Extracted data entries
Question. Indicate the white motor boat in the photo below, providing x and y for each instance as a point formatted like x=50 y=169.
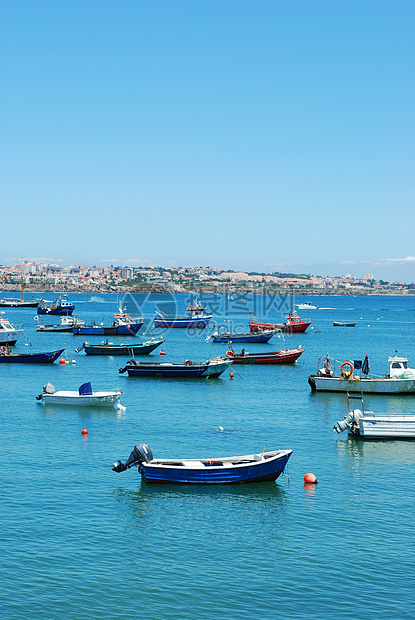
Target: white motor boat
x=8 y=333
x=367 y=424
x=84 y=396
x=351 y=378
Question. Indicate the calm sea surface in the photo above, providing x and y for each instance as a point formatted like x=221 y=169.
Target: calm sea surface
x=80 y=541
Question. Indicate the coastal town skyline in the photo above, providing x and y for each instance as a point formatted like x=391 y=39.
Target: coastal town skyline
x=270 y=136
x=187 y=279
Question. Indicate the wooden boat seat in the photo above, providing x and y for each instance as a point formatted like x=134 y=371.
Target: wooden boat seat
x=194 y=464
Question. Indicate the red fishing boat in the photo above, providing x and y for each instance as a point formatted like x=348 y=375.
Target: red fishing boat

__WORK TO BE COMPLETED__.
Give back, unchanged, the line that holds "Target: wooden boat seat" along with all lines after it through the last line above.

__COMPLETED TASK__.
Target: wooden boat seat
x=194 y=464
Question. Indicate the red fishing boat in the photo above, providing x and y for each instance as a point formatted like x=348 y=375.
Target: red fishing boat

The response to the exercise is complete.